**SET EXERCISE**
Reproduce the stretch of the app-data notebook excerpt from "First step now" through "are: ', header_ios, '\n')", keeping every character unchanged.

**DOCUMENT EXCERPT**
NameError: name 'ratings_max' is not defined

Next step is to remove from both datasets applications with non-English names to ensure that we analyse only applications for English-speaking markets.
To do that we write a function to check if the name of the application is English and initialize it for both datasets.

In [None]:
#define a function to check the name
def isEnglish(app):
    number_of_false = 0
    
    for letter in app:
        if ord(letter) > 127:
            number_of_false += 1
            
    if number_of_false < 4:
        return True
        
#iterate over Apple Store dataset
AppleStore = []

for row in clean_data_ios:
    name = row[1]
    if isEnglish(name):
        AppleStore.append(row)
print("Final list of Apple Store apps has {} rows".format(len(AppleStore)))

#iterate over Google Play Store
GooglePlayStore = []

for row in clean_data_android:
    name = row[0]
    if isEnglish(name):
        GooglePlayStore.append(row)
print("Final list of Apple Store apps has {} rows".format(len(GooglePlayStore)))


### Most common apps by genre
Our end goal now is to find an idea of application which could be successful at both markets, Apple Store and Google Play Store.
At first we will develop an app for Google Play Store and if it will be succesful, roll it out to Apple Store.
First step now is to identify the most common genres for applications. We will use column 'prime_genre' for AppleStore (12th position) and column 'Genres' for Google Play Store (10th position) to count the most common genre.

In [None]:
#refresh the names of the columns
print('Column names for Apple Store dataset are: ', header_ios, '\n')
print('Column names for Google Play Store are: ', header_android, '\n')

#define function to create a frequency table
def freq_table(dataset, index):
    freq_table = {}
    total = len(dataset)

**DATA PROVIDED**
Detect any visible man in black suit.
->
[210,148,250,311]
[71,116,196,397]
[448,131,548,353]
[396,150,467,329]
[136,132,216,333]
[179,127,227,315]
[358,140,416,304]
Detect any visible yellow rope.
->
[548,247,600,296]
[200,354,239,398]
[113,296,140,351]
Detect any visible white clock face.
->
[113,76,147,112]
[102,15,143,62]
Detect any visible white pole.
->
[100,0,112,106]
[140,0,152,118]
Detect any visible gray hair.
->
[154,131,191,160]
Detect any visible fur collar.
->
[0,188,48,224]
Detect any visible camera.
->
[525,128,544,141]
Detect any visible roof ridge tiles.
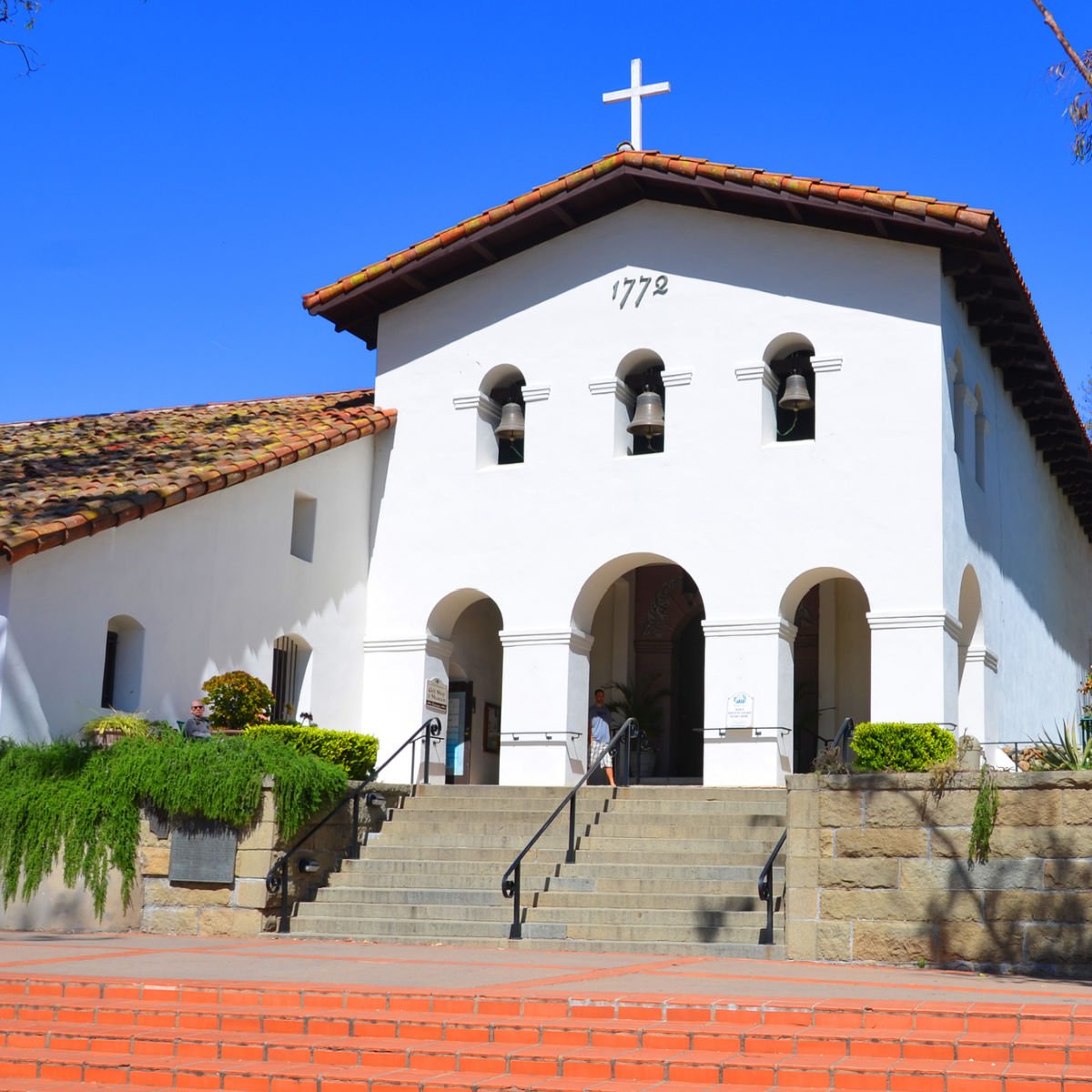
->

**THE OUTPUT**
First step now is to identify the most common genres for applications. We will use column 'prime_genre' for AppleStore (12th position) and column 'Genres' for Google Play Store (10th position) to count the most common genre.

In [None]:
#refresh the names of the columns
print('Column names for Apple Store dataset are: ', header_ios, '\n')